- [TASK TO COMPLETE]
Please return the lines of the data that contain "front".

[Stored data]

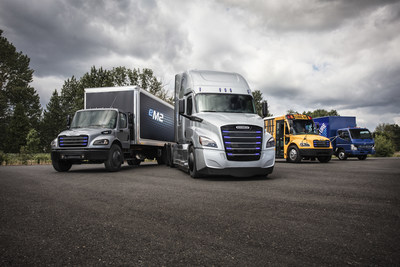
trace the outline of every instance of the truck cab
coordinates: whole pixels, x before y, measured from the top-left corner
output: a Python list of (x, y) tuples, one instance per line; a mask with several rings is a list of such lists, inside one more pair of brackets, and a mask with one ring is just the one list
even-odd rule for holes
[(333, 141), (336, 155), (340, 160), (357, 157), (365, 160), (368, 154), (374, 154), (375, 142), (371, 132), (366, 128), (342, 128), (337, 130), (337, 138)]
[(272, 173), (274, 139), (264, 132), (246, 80), (237, 73), (190, 70), (175, 76), (171, 166), (203, 175)]
[(51, 144), (57, 171), (85, 162), (104, 162), (109, 171), (119, 169), (123, 151), (130, 147), (128, 114), (113, 108), (79, 110), (67, 124), (68, 129)]

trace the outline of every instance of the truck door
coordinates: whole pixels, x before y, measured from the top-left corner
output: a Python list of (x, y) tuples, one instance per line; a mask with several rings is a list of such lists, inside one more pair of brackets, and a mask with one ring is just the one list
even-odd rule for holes
[(125, 113), (120, 112), (118, 116), (117, 137), (122, 144), (122, 148), (129, 148), (129, 134), (130, 131), (128, 127), (128, 116)]
[(276, 121), (276, 157), (283, 158), (284, 154), (284, 120)]
[(343, 148), (346, 152), (351, 152), (350, 145), (351, 139), (349, 131), (347, 130), (338, 130), (338, 139), (336, 140), (337, 147)]

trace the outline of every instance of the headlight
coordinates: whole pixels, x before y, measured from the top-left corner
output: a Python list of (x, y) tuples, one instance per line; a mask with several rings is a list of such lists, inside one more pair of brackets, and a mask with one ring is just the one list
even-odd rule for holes
[(269, 147), (275, 147), (275, 139), (274, 139), (273, 137), (271, 137), (271, 138), (268, 139), (268, 141), (267, 141), (266, 148), (269, 148)]
[(217, 143), (215, 143), (214, 140), (204, 137), (204, 136), (199, 136), (199, 142), (202, 146), (207, 146), (207, 147), (215, 147), (217, 148)]
[(350, 149), (351, 150), (358, 150), (357, 147), (355, 145), (353, 145), (353, 144), (351, 144)]
[(309, 143), (307, 143), (307, 142), (301, 142), (300, 146), (301, 147), (310, 147), (311, 145)]
[(108, 145), (109, 141), (108, 139), (100, 139), (100, 140), (96, 140), (93, 142), (93, 145), (102, 145), (102, 146), (106, 146)]
[(53, 141), (51, 141), (50, 146), (53, 147), (57, 147), (57, 138), (54, 139)]

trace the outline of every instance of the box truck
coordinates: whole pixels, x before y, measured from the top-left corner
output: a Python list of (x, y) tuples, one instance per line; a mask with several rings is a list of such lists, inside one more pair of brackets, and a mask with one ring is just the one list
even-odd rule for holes
[(327, 116), (314, 118), (322, 136), (328, 137), (335, 156), (340, 160), (357, 157), (365, 160), (368, 154), (375, 154), (375, 142), (367, 128), (357, 127), (356, 117)]
[(332, 145), (329, 139), (320, 136), (312, 118), (303, 114), (288, 114), (264, 118), (265, 129), (271, 133), (275, 142), (277, 158), (288, 162), (302, 159), (329, 162), (332, 158)]
[(68, 119), (68, 129), (53, 140), (54, 169), (104, 163), (118, 171), (126, 161), (165, 161), (164, 146), (174, 140), (173, 106), (138, 86), (87, 88), (84, 109)]
[(240, 74), (202, 70), (177, 74), (174, 98), (175, 143), (167, 144), (168, 165), (193, 178), (272, 173), (274, 138), (264, 131), (249, 85)]

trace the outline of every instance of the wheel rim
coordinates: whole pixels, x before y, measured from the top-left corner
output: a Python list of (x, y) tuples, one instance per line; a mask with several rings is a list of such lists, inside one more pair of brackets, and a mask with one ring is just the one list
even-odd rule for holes
[(296, 158), (297, 158), (297, 151), (296, 151), (296, 149), (292, 148), (292, 149), (290, 150), (290, 152), (289, 152), (289, 158), (290, 158), (291, 160), (293, 160), (293, 161), (296, 160)]
[(194, 156), (193, 156), (193, 152), (191, 152), (189, 154), (189, 170), (192, 172), (193, 171), (193, 161), (194, 161)]
[(339, 152), (339, 159), (344, 159), (344, 152), (343, 151)]

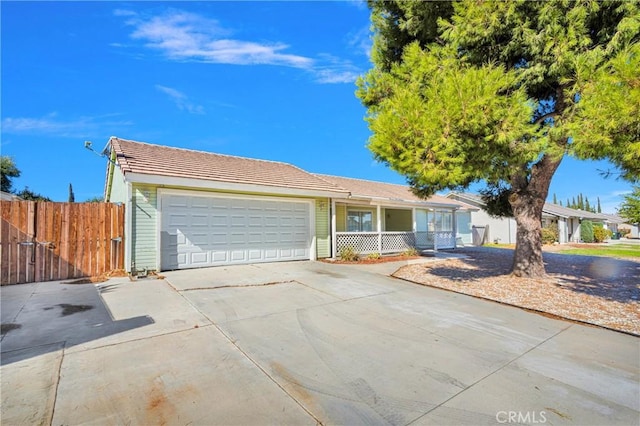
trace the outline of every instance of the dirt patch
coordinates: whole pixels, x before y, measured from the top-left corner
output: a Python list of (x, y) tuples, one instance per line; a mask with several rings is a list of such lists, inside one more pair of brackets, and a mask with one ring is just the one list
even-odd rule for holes
[(7, 334), (11, 330), (17, 330), (19, 328), (22, 328), (22, 324), (14, 324), (14, 323), (0, 324), (0, 334)]
[(465, 259), (408, 265), (394, 276), (419, 284), (640, 335), (640, 263), (544, 253), (547, 277), (510, 275), (513, 251), (459, 250)]
[(93, 309), (93, 305), (69, 305), (68, 303), (61, 303), (58, 306), (62, 308), (60, 316), (63, 317)]
[(348, 261), (348, 260), (340, 260), (340, 259), (321, 259), (322, 262), (326, 263), (337, 263), (337, 264), (348, 264), (348, 265), (371, 265), (375, 263), (386, 263), (386, 262), (402, 262), (403, 260), (411, 260), (411, 259), (420, 259), (422, 256), (383, 256), (378, 259), (369, 259), (368, 257), (363, 257), (359, 260)]
[(96, 284), (96, 283), (103, 283), (107, 281), (109, 278), (126, 277), (128, 275), (129, 274), (127, 274), (127, 272), (124, 269), (114, 269), (112, 271), (106, 272), (102, 275), (98, 275), (95, 277), (85, 277), (85, 278), (79, 278), (77, 280), (63, 281), (60, 284)]

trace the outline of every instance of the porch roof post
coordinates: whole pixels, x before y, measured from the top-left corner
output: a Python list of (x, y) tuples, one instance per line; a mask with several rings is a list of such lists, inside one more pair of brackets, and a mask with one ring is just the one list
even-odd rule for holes
[(377, 231), (378, 231), (378, 253), (382, 254), (382, 209), (380, 208), (380, 204), (376, 206), (376, 215), (377, 215)]
[(451, 218), (451, 222), (452, 222), (452, 226), (453, 226), (453, 248), (456, 248), (456, 245), (458, 244), (458, 217), (457, 217), (457, 210), (456, 209), (451, 209), (451, 216), (453, 216)]
[(413, 223), (413, 232), (416, 233), (418, 231), (418, 223), (416, 222), (416, 208), (413, 207), (411, 209), (411, 222)]
[(436, 228), (436, 209), (433, 209), (433, 251), (438, 252), (438, 228)]
[(336, 240), (336, 200), (331, 199), (331, 257), (336, 258), (338, 254), (338, 241)]

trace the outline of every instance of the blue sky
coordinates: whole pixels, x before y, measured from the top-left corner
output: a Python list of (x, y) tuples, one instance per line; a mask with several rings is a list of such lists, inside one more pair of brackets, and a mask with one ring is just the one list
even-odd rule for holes
[[(0, 2), (2, 155), (14, 188), (102, 195), (110, 136), (404, 183), (366, 148), (369, 11), (337, 2)], [(171, 165), (168, 164), (167, 167)], [(565, 158), (550, 198), (614, 212), (624, 181)]]

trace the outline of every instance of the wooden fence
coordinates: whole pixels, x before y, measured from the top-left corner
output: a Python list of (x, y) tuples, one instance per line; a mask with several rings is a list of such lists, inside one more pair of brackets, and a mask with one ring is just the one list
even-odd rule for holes
[(123, 205), (1, 201), (0, 210), (0, 285), (124, 267)]

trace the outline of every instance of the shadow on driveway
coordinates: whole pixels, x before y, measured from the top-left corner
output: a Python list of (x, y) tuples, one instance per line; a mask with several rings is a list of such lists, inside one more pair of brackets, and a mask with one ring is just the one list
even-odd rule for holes
[[(114, 320), (98, 288), (59, 281), (5, 286), (0, 365), (154, 323), (149, 316)], [(109, 286), (101, 291), (109, 291)]]

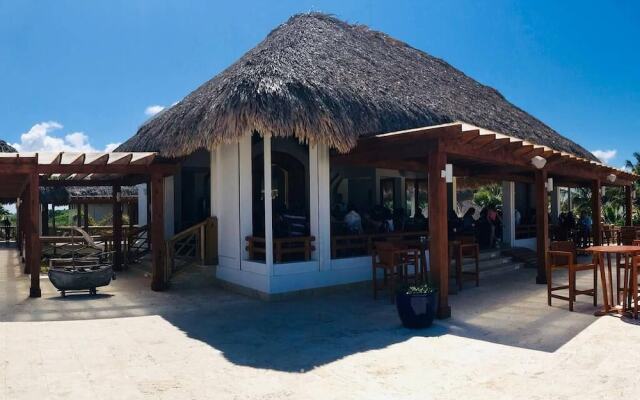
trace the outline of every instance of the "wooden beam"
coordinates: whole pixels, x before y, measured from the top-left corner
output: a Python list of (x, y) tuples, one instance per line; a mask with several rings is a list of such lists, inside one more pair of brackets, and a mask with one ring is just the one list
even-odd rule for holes
[(547, 242), (549, 241), (549, 194), (547, 193), (547, 170), (540, 169), (535, 173), (536, 198), (536, 248), (538, 255), (538, 271), (536, 283), (547, 283)]
[(626, 226), (633, 225), (633, 200), (631, 198), (631, 192), (633, 186), (628, 185), (624, 187), (624, 221)]
[(164, 178), (151, 175), (151, 290), (167, 288), (164, 259)]
[(122, 203), (120, 202), (120, 185), (113, 185), (113, 268), (116, 271), (122, 270)]
[(447, 229), (447, 184), (441, 171), (447, 155), (436, 150), (429, 153), (427, 176), (429, 192), (429, 260), (431, 278), (438, 287), (438, 318), (449, 318), (449, 238)]
[(38, 229), (40, 219), (40, 187), (38, 174), (33, 173), (29, 179), (29, 271), (31, 273), (31, 287), (29, 297), (40, 297), (40, 233)]
[[(79, 164), (79, 165), (38, 165), (41, 174), (118, 174), (118, 175), (149, 175), (151, 173), (164, 176), (171, 175), (176, 170), (174, 164), (153, 165), (120, 165), (120, 164)], [(77, 183), (77, 182), (76, 182)]]

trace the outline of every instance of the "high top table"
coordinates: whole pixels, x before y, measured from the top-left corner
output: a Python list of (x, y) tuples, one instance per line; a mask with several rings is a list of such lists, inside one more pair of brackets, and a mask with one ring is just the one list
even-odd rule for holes
[[(627, 266), (631, 266), (631, 260), (634, 256), (640, 255), (640, 246), (591, 246), (585, 249), (586, 252), (593, 254), (593, 261), (596, 264), (596, 268), (600, 270), (600, 280), (602, 281), (602, 299), (604, 302), (604, 307), (595, 312), (596, 316), (606, 315), (609, 313), (622, 313), (624, 312), (624, 302), (627, 298), (627, 290), (633, 289), (628, 288), (628, 279), (626, 279), (625, 273), (625, 282), (624, 282), (624, 293), (623, 293), (623, 306), (618, 305), (618, 293), (616, 296), (613, 295), (613, 283), (611, 282), (612, 274), (611, 274), (611, 255), (617, 254), (620, 257), (625, 258), (625, 262)], [(604, 256), (607, 255), (607, 268), (604, 265)], [(637, 287), (637, 283), (632, 285)], [(636, 291), (634, 291), (635, 293)], [(611, 295), (611, 301), (609, 301), (609, 295)], [(614, 302), (615, 301), (615, 305)]]

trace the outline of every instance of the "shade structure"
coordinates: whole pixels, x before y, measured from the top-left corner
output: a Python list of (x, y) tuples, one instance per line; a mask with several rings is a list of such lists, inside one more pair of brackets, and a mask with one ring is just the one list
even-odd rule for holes
[[(31, 274), (30, 295), (40, 296), (40, 187), (87, 186), (112, 188), (113, 210), (120, 214), (121, 196), (116, 195), (122, 185), (162, 181), (164, 177), (174, 173), (175, 165), (156, 159), (155, 153), (0, 153), (0, 193), (3, 197), (18, 199), (20, 215), (20, 235), (17, 243), (25, 254), (25, 271)], [(162, 290), (166, 286), (164, 277), (164, 224), (162, 204), (152, 208), (157, 217), (151, 221), (154, 248), (153, 289)], [(114, 220), (121, 224), (121, 215), (114, 215)], [(119, 233), (114, 233), (114, 249), (121, 249), (117, 241), (122, 240)], [(122, 259), (116, 254), (116, 261)], [(162, 277), (162, 278), (160, 278)]]

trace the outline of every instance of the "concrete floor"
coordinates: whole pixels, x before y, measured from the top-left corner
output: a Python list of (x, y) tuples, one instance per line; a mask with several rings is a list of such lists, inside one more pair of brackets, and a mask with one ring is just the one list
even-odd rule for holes
[[(604, 399), (640, 393), (640, 327), (546, 305), (524, 269), (451, 297), (453, 318), (403, 329), (368, 288), (265, 303), (208, 270), (151, 292), (137, 270), (98, 296), (29, 299), (0, 249), (0, 399)], [(586, 279), (586, 277), (585, 277)]]

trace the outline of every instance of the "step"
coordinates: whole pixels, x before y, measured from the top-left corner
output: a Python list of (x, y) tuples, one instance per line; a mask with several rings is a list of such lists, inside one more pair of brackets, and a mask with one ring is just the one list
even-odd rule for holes
[[(501, 256), (496, 258), (488, 258), (488, 259), (480, 259), (478, 263), (479, 269), (490, 269), (497, 266), (512, 264), (517, 262), (512, 257)], [(455, 261), (451, 263), (452, 266), (455, 266)], [(475, 260), (471, 258), (465, 258), (462, 260), (462, 268), (472, 268), (475, 267)]]
[(512, 262), (510, 264), (499, 265), (493, 268), (488, 269), (480, 269), (480, 283), (482, 284), (482, 280), (487, 277), (492, 277), (496, 275), (506, 274), (509, 272), (517, 271), (525, 267), (525, 263), (523, 262)]

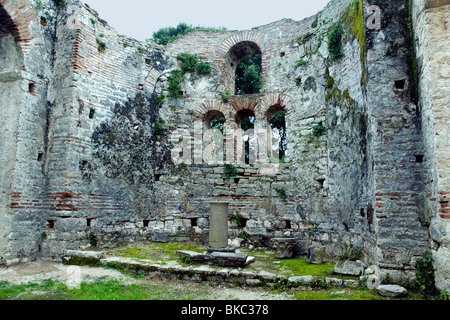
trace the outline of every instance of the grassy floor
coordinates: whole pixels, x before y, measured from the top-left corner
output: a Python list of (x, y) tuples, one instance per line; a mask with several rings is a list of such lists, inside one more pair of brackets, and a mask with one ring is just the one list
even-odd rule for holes
[[(137, 260), (151, 260), (155, 263), (179, 263), (177, 250), (206, 251), (206, 247), (192, 243), (141, 243), (105, 251), (108, 256), (120, 256)], [(267, 271), (284, 276), (312, 275), (316, 277), (342, 277), (334, 274), (334, 263), (321, 265), (308, 264), (306, 258), (276, 259), (270, 251), (241, 249), (241, 252), (254, 256), (256, 261), (247, 266), (249, 271)], [(97, 278), (82, 282), (77, 288), (66, 284), (45, 280), (39, 283), (14, 285), (0, 282), (0, 300), (211, 300), (218, 297), (218, 288), (208, 283), (191, 283), (176, 281), (155, 281), (151, 276), (134, 279), (132, 283), (111, 278)], [(385, 300), (376, 292), (361, 288), (327, 288), (318, 284), (315, 289), (290, 288), (280, 283), (270, 288), (249, 289), (261, 292), (288, 293), (297, 300)], [(232, 296), (227, 297), (233, 299)], [(419, 294), (410, 293), (404, 300), (422, 299)]]
[(69, 288), (62, 282), (13, 285), (0, 283), (0, 300), (202, 300), (211, 297), (207, 286), (155, 284), (149, 280), (127, 284), (116, 279), (97, 279)]

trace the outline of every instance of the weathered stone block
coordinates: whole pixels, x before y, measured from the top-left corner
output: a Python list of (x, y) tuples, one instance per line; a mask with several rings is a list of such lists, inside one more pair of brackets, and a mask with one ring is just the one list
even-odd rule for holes
[(352, 276), (360, 276), (364, 272), (364, 264), (360, 261), (339, 261), (334, 267), (334, 272)]
[(296, 238), (273, 238), (270, 243), (275, 250), (275, 258), (277, 259), (290, 259), (295, 254), (295, 247), (297, 245)]
[(237, 267), (243, 268), (246, 266), (248, 254), (232, 253), (232, 252), (213, 252), (211, 259), (215, 264), (221, 267)]
[(176, 252), (181, 257), (189, 258), (192, 262), (203, 263), (210, 260), (210, 256), (205, 253), (199, 253), (189, 250), (179, 250)]
[(377, 288), (377, 291), (383, 297), (388, 298), (401, 298), (408, 295), (408, 291), (399, 285), (381, 285)]
[(322, 264), (325, 256), (325, 247), (312, 246), (308, 248), (308, 255), (306, 256), (310, 264)]

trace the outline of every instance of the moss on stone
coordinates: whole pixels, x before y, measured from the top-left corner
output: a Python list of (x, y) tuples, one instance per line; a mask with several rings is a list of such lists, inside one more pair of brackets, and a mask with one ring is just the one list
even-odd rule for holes
[(358, 39), (360, 59), (362, 65), (361, 85), (366, 83), (366, 34), (364, 28), (364, 4), (362, 0), (355, 0), (347, 7), (341, 17), (344, 31)]
[(101, 265), (100, 259), (84, 258), (78, 256), (72, 256), (67, 260), (63, 259), (63, 264), (72, 266), (91, 266), (91, 267), (99, 267)]

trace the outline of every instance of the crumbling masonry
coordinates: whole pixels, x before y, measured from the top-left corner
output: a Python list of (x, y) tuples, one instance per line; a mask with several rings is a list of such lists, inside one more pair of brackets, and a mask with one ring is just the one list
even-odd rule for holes
[[(232, 238), (293, 236), (299, 254), (320, 244), (329, 256), (351, 244), (391, 277), (413, 276), (432, 252), (450, 291), (449, 20), (448, 0), (332, 0), (302, 21), (162, 47), (119, 35), (80, 1), (0, 0), (0, 262), (206, 241), (209, 202), (227, 201)], [(180, 53), (212, 71), (186, 73), (170, 98)], [(235, 68), (256, 53), (262, 91), (235, 96)], [(172, 159), (179, 130), (202, 159), (211, 117), (233, 129), (253, 114), (264, 132), (280, 110), (287, 157), (275, 170), (235, 162), (227, 176), (220, 162)]]

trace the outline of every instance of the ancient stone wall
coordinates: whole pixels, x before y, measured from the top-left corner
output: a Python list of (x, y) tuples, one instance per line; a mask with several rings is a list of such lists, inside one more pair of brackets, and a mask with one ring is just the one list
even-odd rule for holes
[(423, 210), (440, 289), (449, 290), (449, 1), (417, 1), (413, 6), (419, 106), (426, 168)]
[[(117, 34), (80, 1), (0, 2), (1, 261), (207, 241), (209, 202), (225, 200), (231, 238), (295, 236), (298, 253), (320, 244), (330, 256), (351, 244), (395, 277), (413, 275), (431, 245), (445, 287), (448, 68), (436, 66), (448, 65), (447, 20), (440, 2), (332, 0), (302, 21), (195, 31), (162, 47)], [(170, 98), (181, 53), (211, 73), (185, 73)], [(237, 96), (248, 54), (262, 56), (262, 91)], [(280, 110), (282, 163), (236, 161), (228, 134), (243, 115), (254, 114), (256, 150), (268, 155)], [(217, 115), (226, 162), (203, 157)]]

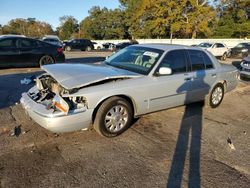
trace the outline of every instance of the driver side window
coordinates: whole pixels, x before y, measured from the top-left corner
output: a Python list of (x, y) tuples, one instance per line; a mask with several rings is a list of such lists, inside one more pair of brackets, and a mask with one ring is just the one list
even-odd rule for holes
[(185, 50), (173, 50), (163, 58), (160, 68), (168, 67), (172, 69), (172, 74), (187, 72), (187, 58)]

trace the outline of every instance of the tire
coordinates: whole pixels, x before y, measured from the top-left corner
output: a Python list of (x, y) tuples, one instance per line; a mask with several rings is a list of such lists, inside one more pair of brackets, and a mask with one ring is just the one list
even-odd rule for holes
[(101, 104), (93, 126), (98, 134), (112, 138), (130, 127), (132, 117), (133, 109), (128, 101), (120, 97), (111, 97)]
[(211, 108), (217, 108), (224, 98), (224, 86), (218, 83), (214, 86), (211, 93), (209, 94), (209, 106)]
[(101, 50), (101, 47), (100, 47), (100, 46), (97, 46), (97, 50)]
[(222, 61), (225, 61), (227, 59), (227, 53), (224, 53), (222, 56), (221, 56), (221, 60)]
[(66, 46), (66, 47), (65, 47), (65, 50), (68, 51), (68, 52), (70, 52), (72, 49), (71, 49), (70, 46)]
[(49, 64), (54, 64), (54, 63), (55, 63), (55, 60), (53, 59), (53, 57), (49, 55), (44, 55), (39, 60), (40, 67), (43, 65), (49, 65)]
[(91, 49), (90, 46), (87, 46), (87, 47), (86, 47), (86, 51), (87, 51), (87, 52), (90, 52), (91, 50), (92, 50), (92, 49)]

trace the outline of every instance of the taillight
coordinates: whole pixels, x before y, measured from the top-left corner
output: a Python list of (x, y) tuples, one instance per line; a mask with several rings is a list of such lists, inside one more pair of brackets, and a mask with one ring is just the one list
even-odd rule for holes
[(57, 48), (56, 49), (58, 53), (62, 53), (63, 52), (63, 48)]

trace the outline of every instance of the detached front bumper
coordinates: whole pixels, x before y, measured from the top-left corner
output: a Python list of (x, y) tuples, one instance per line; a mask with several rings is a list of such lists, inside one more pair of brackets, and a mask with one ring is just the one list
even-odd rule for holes
[(39, 125), (55, 133), (86, 129), (92, 122), (92, 109), (70, 111), (68, 115), (53, 113), (42, 104), (33, 101), (27, 93), (20, 100), (27, 114)]

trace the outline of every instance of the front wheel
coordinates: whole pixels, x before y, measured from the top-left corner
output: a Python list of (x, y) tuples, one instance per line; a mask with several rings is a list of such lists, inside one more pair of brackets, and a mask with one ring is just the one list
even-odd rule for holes
[(130, 127), (132, 117), (133, 110), (128, 101), (121, 97), (111, 97), (98, 109), (94, 129), (102, 136), (115, 137)]
[(71, 49), (70, 46), (66, 46), (66, 47), (65, 47), (65, 50), (68, 51), (68, 52), (70, 52), (72, 49)]
[(54, 64), (54, 63), (55, 63), (55, 61), (54, 61), (53, 57), (51, 57), (49, 55), (44, 55), (39, 60), (40, 66)]
[(218, 107), (224, 98), (224, 86), (221, 83), (218, 83), (212, 89), (209, 96), (209, 105), (211, 108)]
[(90, 47), (90, 46), (87, 46), (87, 47), (86, 47), (86, 51), (87, 51), (87, 52), (91, 51), (91, 47)]

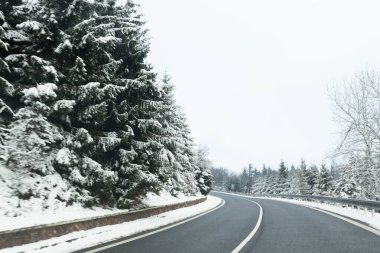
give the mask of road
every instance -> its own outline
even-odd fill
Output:
[[[232,252],[252,232],[259,206],[247,199],[212,193],[225,205],[162,232],[99,252]],[[261,229],[240,252],[380,252],[380,237],[328,214],[267,199]],[[102,245],[104,246],[104,245]]]

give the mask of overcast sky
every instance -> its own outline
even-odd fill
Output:
[[[327,85],[380,66],[378,0],[135,2],[149,62],[172,76],[213,164],[234,171],[329,163],[337,129]]]

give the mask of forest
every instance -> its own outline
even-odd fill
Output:
[[[207,194],[169,75],[147,62],[137,5],[0,2],[0,199],[133,208],[147,192]],[[8,208],[7,208],[8,207]]]

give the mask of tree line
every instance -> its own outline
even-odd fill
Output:
[[[314,194],[380,199],[380,74],[365,70],[329,88],[339,143],[331,152],[333,166],[263,166],[230,173],[213,168],[214,188],[255,194]]]
[[[339,173],[334,166],[308,166],[304,160],[298,166],[290,167],[281,162],[276,169],[263,165],[251,173],[246,168],[239,174],[224,168],[212,169],[215,189],[252,194],[351,194],[342,188]]]

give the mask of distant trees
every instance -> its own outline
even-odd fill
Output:
[[[263,165],[261,170],[253,170],[250,192],[253,194],[351,196],[355,192],[354,184],[340,177],[334,179],[333,174],[336,170],[334,166],[327,169],[324,164],[307,165],[304,160],[301,160],[297,167],[291,165],[290,170],[284,161],[280,162],[277,170]],[[211,173],[214,178],[214,189],[249,192],[244,184],[248,180],[245,169],[240,174],[236,174],[229,173],[227,169],[213,168]]]
[[[253,193],[380,199],[380,74],[363,71],[331,89],[330,97],[341,131],[334,152],[338,162],[330,169],[304,160],[290,169],[284,162],[277,170],[264,165],[252,179]],[[245,182],[246,172],[229,175],[227,181],[236,177]]]
[[[229,177],[229,172],[227,169],[212,167],[211,174],[213,177],[212,186],[214,189],[218,190],[227,188],[226,184]]]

- [ANSWER TO THIS PROBLEM]
trace the outline of every instance of the detached front bumper
trace the outline of every instance of the front wheel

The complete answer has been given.